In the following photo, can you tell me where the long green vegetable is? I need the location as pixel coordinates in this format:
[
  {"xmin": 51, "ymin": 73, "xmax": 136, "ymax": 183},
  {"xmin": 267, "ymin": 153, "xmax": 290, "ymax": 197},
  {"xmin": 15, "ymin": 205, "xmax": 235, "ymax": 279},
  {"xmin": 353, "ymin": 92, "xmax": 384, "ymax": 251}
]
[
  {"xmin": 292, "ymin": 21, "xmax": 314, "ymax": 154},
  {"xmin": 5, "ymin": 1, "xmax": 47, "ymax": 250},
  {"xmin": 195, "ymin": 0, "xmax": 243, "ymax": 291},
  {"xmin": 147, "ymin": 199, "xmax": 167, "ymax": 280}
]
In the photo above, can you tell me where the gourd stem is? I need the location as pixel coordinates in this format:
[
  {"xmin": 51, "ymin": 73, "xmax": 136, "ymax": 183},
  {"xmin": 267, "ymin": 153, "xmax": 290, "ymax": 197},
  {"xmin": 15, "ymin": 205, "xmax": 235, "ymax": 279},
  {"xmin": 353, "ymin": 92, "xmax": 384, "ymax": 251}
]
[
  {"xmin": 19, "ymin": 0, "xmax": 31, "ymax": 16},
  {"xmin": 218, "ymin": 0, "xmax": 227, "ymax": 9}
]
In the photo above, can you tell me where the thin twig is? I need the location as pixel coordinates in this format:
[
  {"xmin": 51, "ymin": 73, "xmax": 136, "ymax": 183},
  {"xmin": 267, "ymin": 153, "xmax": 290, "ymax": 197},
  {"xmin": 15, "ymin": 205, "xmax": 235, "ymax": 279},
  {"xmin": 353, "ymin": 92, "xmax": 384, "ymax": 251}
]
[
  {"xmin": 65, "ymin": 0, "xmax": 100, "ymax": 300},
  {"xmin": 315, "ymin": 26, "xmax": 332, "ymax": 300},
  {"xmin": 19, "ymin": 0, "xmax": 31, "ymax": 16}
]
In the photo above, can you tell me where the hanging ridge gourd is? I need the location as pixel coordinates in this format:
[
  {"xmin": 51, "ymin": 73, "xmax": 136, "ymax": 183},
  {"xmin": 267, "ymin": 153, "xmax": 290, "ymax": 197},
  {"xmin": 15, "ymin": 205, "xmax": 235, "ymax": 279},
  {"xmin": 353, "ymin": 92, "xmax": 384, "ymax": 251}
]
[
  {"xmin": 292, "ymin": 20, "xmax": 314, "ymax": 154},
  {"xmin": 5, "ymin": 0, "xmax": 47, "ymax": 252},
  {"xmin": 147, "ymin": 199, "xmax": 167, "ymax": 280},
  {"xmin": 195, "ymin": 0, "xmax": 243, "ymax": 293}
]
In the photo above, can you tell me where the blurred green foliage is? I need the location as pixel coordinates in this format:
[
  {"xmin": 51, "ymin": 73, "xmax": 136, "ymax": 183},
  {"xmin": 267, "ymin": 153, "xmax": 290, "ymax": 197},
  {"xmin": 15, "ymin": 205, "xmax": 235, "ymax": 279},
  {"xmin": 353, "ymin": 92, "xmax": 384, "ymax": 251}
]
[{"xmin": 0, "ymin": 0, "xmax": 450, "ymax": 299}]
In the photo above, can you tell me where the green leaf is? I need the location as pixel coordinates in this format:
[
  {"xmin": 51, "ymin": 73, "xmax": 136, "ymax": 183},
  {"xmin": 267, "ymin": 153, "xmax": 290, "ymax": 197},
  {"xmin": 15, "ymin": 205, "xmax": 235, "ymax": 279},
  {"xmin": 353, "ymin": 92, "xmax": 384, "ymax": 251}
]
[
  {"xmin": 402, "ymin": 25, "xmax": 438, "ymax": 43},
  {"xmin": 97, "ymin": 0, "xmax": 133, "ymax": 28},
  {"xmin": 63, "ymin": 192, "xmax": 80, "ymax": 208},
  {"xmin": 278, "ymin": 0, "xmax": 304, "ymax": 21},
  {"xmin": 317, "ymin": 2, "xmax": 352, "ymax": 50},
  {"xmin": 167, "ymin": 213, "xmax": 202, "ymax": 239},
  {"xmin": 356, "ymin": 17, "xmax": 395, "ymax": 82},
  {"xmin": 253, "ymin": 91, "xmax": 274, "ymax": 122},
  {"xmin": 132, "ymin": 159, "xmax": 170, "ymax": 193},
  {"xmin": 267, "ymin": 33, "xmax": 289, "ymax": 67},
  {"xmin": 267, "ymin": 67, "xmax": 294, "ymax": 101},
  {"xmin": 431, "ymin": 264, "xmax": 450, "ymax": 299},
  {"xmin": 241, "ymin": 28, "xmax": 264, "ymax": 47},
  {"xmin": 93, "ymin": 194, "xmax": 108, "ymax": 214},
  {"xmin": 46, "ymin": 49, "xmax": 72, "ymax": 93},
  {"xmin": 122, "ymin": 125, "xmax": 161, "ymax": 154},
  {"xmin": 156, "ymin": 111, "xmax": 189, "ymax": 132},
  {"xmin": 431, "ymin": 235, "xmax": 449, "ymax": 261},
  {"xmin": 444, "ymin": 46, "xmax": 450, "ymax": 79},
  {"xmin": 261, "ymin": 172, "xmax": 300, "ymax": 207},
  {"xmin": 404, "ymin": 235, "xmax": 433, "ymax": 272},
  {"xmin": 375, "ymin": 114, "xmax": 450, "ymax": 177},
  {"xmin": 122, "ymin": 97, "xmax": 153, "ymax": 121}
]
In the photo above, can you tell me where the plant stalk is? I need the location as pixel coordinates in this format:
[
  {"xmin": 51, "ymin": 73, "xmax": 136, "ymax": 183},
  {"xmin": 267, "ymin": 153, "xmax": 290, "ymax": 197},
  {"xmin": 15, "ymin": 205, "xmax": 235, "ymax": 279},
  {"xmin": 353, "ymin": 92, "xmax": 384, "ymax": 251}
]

□ □ □ □ □ □ □

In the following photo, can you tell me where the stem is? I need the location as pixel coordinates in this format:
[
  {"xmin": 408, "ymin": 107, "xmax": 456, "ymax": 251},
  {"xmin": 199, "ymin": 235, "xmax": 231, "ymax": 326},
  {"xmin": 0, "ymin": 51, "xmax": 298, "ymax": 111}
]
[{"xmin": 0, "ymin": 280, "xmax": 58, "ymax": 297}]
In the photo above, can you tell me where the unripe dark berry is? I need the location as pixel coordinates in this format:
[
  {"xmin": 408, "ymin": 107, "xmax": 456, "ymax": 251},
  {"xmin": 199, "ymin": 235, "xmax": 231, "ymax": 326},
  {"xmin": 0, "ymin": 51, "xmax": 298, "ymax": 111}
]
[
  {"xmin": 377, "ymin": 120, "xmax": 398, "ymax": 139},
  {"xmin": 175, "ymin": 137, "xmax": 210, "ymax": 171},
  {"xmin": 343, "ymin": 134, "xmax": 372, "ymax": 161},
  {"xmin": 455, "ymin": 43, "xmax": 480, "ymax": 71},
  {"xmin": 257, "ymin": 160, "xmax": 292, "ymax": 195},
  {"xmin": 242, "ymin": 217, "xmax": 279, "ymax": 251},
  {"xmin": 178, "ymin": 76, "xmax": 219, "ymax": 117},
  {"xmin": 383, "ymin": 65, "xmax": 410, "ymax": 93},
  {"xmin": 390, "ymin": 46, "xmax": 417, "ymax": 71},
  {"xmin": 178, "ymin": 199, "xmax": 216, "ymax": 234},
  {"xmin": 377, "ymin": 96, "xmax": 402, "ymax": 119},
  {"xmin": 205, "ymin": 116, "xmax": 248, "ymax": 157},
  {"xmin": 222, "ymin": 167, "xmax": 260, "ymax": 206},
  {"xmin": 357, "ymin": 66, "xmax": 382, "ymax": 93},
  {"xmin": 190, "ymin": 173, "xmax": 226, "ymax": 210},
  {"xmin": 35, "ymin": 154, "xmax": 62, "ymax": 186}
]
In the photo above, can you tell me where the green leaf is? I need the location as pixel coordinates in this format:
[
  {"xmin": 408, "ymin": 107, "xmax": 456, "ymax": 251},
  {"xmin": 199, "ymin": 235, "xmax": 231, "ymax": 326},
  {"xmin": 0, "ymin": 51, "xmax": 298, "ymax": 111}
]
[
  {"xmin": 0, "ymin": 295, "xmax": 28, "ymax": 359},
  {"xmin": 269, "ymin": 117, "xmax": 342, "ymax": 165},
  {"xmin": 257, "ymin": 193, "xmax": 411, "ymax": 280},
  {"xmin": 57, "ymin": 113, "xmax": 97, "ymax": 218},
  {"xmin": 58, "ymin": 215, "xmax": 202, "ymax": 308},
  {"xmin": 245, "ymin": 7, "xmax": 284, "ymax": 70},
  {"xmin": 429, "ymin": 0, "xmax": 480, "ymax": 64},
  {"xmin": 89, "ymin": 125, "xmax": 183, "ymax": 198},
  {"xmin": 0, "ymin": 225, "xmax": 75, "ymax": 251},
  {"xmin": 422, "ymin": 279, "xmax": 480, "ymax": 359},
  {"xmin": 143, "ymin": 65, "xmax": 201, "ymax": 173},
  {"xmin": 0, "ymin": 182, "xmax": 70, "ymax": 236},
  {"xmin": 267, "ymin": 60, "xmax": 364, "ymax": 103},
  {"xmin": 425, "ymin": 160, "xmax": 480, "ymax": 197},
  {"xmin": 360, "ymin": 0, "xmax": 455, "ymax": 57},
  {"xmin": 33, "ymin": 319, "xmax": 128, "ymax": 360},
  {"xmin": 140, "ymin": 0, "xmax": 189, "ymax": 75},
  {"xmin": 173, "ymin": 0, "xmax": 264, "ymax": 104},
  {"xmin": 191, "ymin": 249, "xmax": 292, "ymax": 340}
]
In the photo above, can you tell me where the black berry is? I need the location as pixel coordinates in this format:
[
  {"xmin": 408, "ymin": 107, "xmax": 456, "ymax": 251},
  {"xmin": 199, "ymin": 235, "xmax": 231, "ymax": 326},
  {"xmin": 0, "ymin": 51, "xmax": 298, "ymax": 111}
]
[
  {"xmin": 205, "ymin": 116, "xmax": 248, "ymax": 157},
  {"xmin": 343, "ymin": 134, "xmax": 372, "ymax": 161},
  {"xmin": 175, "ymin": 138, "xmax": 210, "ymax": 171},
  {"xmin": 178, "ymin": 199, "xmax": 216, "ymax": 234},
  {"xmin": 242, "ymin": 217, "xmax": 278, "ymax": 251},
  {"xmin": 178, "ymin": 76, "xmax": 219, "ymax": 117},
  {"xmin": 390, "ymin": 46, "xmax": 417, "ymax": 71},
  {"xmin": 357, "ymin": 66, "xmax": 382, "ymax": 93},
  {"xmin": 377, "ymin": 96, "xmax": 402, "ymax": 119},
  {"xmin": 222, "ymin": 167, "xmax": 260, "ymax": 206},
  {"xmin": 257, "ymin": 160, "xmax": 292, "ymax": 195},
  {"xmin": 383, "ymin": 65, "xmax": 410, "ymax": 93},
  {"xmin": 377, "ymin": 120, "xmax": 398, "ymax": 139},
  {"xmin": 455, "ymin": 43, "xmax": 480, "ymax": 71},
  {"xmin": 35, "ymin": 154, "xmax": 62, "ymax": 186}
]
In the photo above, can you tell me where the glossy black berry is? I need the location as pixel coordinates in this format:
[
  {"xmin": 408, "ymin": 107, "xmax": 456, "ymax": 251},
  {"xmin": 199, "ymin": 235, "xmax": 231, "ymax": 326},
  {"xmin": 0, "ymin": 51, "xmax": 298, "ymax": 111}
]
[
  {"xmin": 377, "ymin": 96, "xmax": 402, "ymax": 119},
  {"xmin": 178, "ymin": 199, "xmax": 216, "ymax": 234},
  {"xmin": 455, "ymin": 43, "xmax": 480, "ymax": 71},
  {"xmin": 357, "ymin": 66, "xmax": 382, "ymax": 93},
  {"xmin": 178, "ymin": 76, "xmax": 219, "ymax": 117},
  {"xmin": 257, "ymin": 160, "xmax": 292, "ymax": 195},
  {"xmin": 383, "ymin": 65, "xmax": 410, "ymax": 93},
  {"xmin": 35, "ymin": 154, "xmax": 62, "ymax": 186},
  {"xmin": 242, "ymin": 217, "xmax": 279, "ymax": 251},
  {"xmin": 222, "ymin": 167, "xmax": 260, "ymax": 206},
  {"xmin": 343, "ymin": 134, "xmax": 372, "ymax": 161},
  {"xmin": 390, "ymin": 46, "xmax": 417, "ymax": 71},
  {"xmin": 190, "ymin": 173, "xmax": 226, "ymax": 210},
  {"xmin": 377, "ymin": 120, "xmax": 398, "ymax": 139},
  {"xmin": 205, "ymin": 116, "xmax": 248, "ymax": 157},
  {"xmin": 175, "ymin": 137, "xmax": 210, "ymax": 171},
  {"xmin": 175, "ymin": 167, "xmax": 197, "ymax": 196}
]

□ □ □ □ □ □ □

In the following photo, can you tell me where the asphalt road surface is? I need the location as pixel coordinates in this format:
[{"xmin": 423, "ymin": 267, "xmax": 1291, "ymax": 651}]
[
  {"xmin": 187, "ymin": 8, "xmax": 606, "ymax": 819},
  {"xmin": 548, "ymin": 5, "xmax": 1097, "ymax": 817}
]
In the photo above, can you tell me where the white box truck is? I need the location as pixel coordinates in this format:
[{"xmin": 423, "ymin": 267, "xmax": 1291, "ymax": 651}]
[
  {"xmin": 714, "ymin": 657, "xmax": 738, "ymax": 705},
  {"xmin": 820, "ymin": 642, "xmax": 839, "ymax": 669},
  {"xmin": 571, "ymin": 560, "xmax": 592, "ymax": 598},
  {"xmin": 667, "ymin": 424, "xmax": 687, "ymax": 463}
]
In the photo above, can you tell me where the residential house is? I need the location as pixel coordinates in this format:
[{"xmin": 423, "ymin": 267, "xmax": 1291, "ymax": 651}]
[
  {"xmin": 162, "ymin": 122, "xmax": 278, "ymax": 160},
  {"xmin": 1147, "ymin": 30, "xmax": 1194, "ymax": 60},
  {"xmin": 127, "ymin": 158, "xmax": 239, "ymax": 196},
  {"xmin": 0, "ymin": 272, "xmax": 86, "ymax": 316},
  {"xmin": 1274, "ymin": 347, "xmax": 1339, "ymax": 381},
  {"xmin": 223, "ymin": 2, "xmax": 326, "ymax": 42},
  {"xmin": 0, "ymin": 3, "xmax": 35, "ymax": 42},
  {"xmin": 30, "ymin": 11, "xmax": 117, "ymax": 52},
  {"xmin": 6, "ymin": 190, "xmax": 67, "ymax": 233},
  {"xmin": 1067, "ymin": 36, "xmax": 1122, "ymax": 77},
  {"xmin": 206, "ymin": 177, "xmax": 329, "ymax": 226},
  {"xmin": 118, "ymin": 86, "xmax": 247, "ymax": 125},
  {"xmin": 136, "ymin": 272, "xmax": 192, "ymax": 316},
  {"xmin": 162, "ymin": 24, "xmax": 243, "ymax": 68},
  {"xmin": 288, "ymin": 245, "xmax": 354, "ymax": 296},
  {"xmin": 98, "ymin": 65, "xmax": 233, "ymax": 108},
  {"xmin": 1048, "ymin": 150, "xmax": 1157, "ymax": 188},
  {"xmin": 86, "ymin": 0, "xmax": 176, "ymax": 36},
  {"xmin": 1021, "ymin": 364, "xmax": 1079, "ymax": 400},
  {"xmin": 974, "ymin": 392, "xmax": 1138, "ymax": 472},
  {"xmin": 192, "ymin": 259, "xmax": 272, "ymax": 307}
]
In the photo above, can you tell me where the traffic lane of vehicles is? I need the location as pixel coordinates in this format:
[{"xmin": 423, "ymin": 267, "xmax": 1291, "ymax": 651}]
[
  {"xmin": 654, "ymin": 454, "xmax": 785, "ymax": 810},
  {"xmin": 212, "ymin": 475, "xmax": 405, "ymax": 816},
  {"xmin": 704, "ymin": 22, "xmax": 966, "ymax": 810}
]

□ □ □ □ □ □ □

▶ [Request]:
Count the lines in the entries above that contain the word "gourd", matching case exactly, and reply with only that number.

▶ [Expected answer]:
2